From the commentary on Daleiden and journalism below, reproduce word for word the passage that opens with "Contrast that to" and stops after "it via Twitter.".

## Text under study
= Beginning of Section =
A point that wasn’t mentioned in the legal filings is that Daleiden failed to follow a rule that student journalists learn in their first weeks of school: You must afford the subject of your reporting a full opportunity to respond to the allegations made against them. Daleiden’s videos came as a surprise attack against Planned Parenthood and NAF (but not, apparently, to certain Republican members of Congress). No reputable reporter would conduct herself in such a fashion. That is an ambush, not an article.

To many readers, these arguments may seem academic. But the reality is that real reporters take their obligations more seriously than the public might realize, to the point of risking—and sometimes losing—their lives in the service of this job, which many consider to be a calling.

One of the best investigative reporters of my generation, A.C. Thompson of ProPublica, recently reported on a group of assassins that operated on U.S. soil in the 1980s, who murdered Vietnamese-American journalists for political reasons.

To report that story, Thompson attended events held by members of the groups he believed to be linked to—or were actual parts of—these networks of killers. He did phone interviews with them. He met with them in person. And he did all of that on camera, using his real name.

Make no mistake: Thompson potentially put his life at risk to do this work, but he did it because he believed that these men had been able to murder his fellow reporters with impunity, and with possible—if tacit—support from the U.S. government.

Contrast that to Daleiden’s conduct. As noted in the legal brief:

Daleiden may think Planned Parenthood kills babies, but there was no risk whatsoever that its managers would have killed him, or even slapped him, if he approached them openly.

Daleiden’s arguments are, in some ways, the natural extension to the existential crisis that gripped journalism more than a decade ago, with the rise of blogging. What followed was a years-long debate over who could be labeled a “journalist.” The dawn of smartphones contributed to the confusion, as nearly anyone could snap a photo and publish it via Twitter.

It is therefore a tonic to read these clear defenses of the “what” and “why” of investigative journalism, and to see luminaries of the field explaining that journalism is a discipline with norms and rules. When these norms are articulated clearly, it is easy to show that Daleiden’s work does not fall within journalism’s bounds.

At times like this, the absence of David Carr’s raspy voice makes itself painfully felt. One can only imagine the field day he would have with Daleiden’s pretensions to be committing acts of journalism. Judging by this legendary exchange between Carr and Shane Smith, one of the founders of VICE news, from Page One, the 2011 documentary about the New York Times, Carr would not have minced words.

The exchange came after Smith’s self-aggrandizing assessment of his team’s work covering Liberia—where they uncovered cannibalism and a beach that locals were using as a latrine—and then mocked the New York Times’ coverage of the country.

Here’s Carr:

Just a sec, time out. Before you ever went there, we’ve had reporters there reporting on genocide after genocide. Just because you put on a fucking safari helmet and went and looked at some poop doesn’t give you the right to insult what we do.

To paraphrase: Just because Daleiden got some hidden cameras and editing software, and called himself a reporter, doesn’t mean he was doing journalism.

It’s important that both the public and the courts recognize that reality.

Disclosures: A.C. Thompson is a former colleague of the author. The author also appeared, extremely briefly, in the Page One documentary.
= End of Section =
(Source records)
= Beginning of Section =
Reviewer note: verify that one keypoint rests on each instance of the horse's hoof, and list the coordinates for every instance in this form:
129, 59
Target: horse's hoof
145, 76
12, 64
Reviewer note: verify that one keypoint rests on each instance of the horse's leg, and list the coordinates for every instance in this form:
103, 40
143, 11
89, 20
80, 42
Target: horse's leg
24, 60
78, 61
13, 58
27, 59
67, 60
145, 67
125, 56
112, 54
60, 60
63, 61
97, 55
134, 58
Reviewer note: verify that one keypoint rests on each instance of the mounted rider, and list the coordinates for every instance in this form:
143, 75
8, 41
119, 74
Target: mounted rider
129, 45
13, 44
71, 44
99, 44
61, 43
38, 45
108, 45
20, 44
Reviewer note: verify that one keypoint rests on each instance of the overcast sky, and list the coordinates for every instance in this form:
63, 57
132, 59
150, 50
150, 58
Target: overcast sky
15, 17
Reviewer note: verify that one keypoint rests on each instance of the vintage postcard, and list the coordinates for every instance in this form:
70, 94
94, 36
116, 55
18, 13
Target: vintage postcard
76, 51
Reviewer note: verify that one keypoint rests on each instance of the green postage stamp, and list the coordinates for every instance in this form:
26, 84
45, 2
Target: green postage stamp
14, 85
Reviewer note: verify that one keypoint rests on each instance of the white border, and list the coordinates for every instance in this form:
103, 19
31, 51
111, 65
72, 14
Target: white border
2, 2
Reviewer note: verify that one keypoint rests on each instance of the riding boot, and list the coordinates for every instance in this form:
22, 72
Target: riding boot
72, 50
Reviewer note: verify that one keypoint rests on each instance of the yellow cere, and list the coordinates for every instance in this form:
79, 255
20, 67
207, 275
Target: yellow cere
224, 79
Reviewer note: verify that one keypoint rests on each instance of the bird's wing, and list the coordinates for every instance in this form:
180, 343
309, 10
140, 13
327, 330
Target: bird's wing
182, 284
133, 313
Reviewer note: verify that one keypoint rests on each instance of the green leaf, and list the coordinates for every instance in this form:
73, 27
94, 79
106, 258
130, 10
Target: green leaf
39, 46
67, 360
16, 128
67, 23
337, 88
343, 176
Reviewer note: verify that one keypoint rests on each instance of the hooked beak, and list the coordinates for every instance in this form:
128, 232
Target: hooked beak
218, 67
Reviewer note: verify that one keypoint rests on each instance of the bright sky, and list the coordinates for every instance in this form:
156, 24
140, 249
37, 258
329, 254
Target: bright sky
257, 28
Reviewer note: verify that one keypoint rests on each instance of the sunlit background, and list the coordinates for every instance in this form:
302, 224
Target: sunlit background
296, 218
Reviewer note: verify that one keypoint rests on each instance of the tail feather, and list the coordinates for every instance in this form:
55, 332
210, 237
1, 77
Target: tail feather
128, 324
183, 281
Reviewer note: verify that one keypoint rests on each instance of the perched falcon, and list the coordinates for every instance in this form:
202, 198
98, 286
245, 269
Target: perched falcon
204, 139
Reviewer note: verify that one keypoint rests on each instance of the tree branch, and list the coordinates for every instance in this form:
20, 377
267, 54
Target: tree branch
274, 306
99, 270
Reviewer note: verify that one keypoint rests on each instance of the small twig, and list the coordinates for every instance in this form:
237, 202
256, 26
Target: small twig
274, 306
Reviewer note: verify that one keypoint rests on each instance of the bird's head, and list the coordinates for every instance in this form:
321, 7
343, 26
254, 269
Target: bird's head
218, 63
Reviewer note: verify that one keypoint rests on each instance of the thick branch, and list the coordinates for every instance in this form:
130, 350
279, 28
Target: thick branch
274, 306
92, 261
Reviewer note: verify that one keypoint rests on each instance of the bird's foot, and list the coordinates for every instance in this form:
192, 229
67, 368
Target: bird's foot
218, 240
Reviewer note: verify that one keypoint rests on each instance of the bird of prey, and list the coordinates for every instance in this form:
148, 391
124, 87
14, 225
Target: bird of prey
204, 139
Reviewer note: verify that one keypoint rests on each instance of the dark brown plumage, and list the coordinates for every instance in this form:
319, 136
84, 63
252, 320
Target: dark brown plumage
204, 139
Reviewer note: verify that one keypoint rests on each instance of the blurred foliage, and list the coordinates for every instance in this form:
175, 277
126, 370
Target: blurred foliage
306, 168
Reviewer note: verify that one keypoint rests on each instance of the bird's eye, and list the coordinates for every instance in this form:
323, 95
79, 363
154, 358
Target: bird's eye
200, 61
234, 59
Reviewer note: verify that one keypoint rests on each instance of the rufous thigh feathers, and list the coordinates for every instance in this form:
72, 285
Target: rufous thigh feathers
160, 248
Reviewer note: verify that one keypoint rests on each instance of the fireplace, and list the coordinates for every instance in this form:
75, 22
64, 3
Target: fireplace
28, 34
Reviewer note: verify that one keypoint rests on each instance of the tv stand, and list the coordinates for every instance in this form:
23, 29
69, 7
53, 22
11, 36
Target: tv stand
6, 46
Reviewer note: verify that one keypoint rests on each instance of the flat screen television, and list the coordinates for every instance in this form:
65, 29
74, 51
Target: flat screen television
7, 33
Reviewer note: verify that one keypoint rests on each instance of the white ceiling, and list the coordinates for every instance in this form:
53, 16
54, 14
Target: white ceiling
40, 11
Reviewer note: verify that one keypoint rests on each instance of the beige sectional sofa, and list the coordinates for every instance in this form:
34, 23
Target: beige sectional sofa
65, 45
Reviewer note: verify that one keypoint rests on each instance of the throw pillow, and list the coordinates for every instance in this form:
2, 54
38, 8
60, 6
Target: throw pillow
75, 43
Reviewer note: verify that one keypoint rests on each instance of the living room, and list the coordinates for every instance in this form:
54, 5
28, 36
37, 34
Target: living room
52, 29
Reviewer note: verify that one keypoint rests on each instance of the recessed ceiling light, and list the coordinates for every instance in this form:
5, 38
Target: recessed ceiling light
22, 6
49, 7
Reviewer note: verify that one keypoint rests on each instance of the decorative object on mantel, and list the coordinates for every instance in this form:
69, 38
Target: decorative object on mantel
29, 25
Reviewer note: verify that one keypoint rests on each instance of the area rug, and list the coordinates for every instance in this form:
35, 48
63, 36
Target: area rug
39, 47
= End of Section =
## Written solution
Contrast that to Daleiden’s conduct. As noted in the legal brief:

Daleiden may think Planned Parenthood kills babies, but there was no risk whatsoever that its managers would have killed him, or even slapped him, if he approached them openly.

Daleiden’s arguments are, in some ways, the natural extension to the existential crisis that gripped journalism more than a decade ago, with the rise of blogging. What followed was a years-long debate over who could be labeled a “journalist.” The dawn of smartphones contributed to the confusion, as nearly anyone could snap a photo and publish it via Twitter.